#### [Exercise goal]
Nothing but the line with "Please mark the dry" and the lines after it, through the end of the records below, is to be repeated, exactly as it is.

====

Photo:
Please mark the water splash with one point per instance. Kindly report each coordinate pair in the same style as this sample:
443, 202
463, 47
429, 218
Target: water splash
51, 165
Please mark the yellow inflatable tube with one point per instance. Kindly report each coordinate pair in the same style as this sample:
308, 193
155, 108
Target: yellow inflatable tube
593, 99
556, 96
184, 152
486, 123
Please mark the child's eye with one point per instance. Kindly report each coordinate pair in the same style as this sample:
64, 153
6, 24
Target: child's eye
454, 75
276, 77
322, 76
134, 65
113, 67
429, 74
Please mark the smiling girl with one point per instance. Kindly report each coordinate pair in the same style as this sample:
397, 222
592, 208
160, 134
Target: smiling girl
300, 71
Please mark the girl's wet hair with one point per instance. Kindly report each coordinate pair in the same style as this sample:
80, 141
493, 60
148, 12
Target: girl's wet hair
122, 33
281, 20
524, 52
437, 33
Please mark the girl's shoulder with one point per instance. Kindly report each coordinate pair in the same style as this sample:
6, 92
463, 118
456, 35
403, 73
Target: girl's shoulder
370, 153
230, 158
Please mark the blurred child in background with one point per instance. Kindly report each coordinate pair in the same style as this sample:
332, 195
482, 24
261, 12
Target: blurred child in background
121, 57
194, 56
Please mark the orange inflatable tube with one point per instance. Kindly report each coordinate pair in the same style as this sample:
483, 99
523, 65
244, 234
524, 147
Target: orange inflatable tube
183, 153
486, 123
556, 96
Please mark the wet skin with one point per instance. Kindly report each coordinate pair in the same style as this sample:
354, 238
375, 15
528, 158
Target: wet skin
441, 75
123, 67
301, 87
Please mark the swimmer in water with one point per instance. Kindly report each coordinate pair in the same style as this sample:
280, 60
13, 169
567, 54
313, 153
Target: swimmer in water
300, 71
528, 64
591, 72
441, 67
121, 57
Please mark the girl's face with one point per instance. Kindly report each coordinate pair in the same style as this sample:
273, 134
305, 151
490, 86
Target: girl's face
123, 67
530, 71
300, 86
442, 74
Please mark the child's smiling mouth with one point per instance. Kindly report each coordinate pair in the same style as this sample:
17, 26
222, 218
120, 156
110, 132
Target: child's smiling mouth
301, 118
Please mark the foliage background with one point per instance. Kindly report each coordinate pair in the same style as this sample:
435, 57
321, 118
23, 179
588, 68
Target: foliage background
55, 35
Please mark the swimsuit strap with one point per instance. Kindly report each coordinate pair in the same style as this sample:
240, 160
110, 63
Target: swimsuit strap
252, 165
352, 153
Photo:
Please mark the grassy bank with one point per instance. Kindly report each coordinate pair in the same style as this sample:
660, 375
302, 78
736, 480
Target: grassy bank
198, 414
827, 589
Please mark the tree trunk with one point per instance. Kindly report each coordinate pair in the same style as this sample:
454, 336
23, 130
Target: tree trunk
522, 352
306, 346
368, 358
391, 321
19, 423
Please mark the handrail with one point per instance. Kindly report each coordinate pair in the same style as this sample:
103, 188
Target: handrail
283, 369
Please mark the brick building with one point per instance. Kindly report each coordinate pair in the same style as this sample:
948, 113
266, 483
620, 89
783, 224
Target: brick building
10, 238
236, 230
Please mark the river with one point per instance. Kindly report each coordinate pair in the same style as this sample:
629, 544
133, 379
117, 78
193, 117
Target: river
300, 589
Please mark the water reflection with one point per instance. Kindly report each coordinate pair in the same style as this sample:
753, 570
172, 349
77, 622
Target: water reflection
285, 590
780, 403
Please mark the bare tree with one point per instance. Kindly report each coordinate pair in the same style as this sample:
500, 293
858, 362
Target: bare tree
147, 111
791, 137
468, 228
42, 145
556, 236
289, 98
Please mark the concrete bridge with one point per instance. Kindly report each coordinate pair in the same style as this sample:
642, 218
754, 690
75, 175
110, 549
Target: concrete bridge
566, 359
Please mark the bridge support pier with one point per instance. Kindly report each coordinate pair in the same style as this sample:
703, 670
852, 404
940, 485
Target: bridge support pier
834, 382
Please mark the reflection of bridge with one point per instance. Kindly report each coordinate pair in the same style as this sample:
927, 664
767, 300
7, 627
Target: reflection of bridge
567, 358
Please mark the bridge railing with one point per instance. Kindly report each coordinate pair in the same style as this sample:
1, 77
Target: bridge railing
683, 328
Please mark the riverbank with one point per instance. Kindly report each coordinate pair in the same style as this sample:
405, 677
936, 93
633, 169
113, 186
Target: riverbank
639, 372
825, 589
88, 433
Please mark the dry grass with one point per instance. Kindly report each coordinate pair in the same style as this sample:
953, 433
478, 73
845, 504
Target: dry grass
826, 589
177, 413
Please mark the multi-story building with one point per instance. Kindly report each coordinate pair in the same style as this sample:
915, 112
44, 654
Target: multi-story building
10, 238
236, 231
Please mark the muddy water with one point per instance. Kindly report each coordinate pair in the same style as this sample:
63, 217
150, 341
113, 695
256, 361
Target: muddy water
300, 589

====

#### [Response]
Please mark the dry grass with one point per instance. Kindly report each coordinate pair in the same style as this sample:
953, 433
478, 73
845, 504
Target: dry grass
826, 589
177, 413
Please mark the multi-story building with one point per instance. Kindly report each coordinate pair in the same style as this sample:
915, 112
44, 654
Target: multi-story building
10, 238
236, 231
Please mark the muddy water with one point per instance. Kindly report each coordinate pair in the same style as this sample:
63, 217
150, 341
113, 695
256, 361
Target: muddy water
300, 589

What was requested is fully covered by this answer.